## Material provided
>>>

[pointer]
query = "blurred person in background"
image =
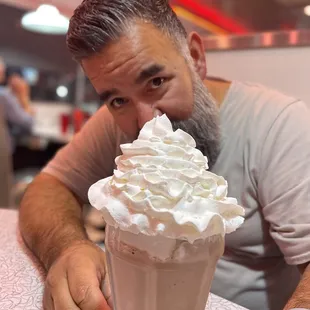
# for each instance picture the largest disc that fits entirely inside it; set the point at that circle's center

<<<
>>>

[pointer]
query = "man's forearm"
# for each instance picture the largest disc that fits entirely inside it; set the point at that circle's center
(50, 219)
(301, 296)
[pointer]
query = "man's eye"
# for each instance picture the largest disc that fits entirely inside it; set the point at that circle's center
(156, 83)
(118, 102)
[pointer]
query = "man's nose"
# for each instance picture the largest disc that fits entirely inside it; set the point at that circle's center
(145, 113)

<<<
>>>

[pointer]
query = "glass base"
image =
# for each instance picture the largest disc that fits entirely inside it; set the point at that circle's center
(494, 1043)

<<<

## Given request
List each line above that contains the word "query". Case counts.

## Complete output
query = "blurred person in background"
query = "man's forearm"
query = "man's eye"
query = "man's nose"
query = "glass base"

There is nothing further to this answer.